▶ _DATA FOR THE TASK_:

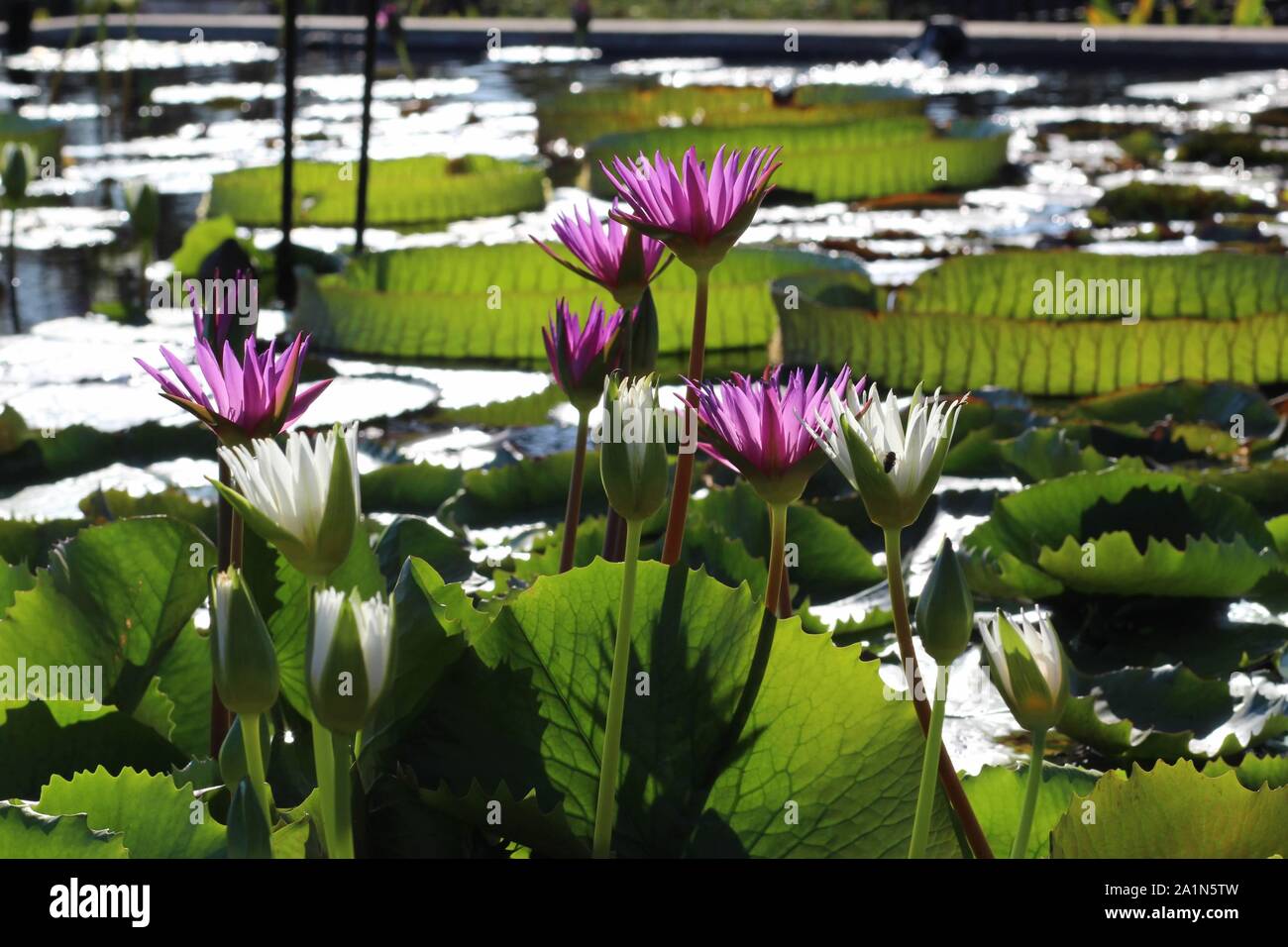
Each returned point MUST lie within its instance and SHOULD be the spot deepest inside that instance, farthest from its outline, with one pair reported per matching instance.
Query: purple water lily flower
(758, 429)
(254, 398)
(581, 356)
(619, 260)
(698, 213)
* * *
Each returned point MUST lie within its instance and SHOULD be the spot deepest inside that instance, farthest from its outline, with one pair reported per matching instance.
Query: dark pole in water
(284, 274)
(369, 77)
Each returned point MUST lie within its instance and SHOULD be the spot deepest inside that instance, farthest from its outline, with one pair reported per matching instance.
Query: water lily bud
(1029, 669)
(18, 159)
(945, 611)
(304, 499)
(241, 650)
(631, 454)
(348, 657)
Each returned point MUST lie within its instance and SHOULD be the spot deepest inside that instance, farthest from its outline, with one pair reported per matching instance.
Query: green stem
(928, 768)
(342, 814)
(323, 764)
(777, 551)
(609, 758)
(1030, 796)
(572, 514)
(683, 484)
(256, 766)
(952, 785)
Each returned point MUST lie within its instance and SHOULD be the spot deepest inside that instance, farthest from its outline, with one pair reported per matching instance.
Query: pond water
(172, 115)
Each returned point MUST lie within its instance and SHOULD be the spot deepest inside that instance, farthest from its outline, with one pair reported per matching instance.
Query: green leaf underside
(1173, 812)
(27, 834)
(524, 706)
==
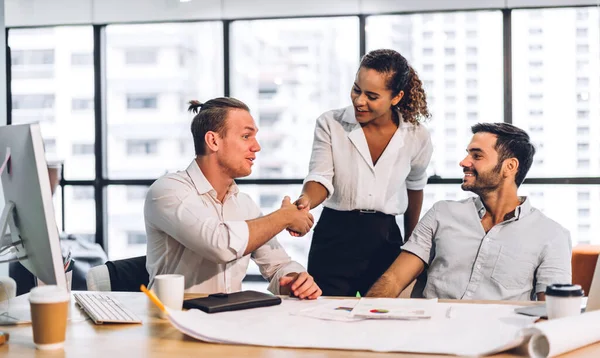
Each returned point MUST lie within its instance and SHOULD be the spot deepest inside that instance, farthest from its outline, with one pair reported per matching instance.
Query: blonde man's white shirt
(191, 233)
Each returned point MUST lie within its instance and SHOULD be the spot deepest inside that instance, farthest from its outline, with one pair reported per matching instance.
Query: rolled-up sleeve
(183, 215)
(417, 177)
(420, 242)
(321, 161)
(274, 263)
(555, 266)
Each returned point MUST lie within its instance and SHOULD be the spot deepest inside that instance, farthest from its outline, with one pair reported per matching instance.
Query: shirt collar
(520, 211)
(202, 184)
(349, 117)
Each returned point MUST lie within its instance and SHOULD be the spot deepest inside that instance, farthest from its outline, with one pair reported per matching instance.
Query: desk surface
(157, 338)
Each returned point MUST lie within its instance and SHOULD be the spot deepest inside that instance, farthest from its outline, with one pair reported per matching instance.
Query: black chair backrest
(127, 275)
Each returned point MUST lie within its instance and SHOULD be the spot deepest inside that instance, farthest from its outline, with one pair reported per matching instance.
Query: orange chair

▶ _PROBLEM_:
Please write out, exactly as they appear above, only the lines in the stretch from the line with "Query: desk surface" through the line with "Query: orange chair".

▶ _ANSWER SECTION_:
Query: desk surface
(157, 338)
Each returned point MUST lie within its instance and SHOULD be the spot deepest inside that instance, farthest from its outline, with one pair reported per matching instance.
Query: black chair backrest
(127, 275)
Each returned point MUST lie within its instance and SHOULD be the spot deepest inside that instance, farthest from its outline, with one pair reported per matching instance.
Query: orange chair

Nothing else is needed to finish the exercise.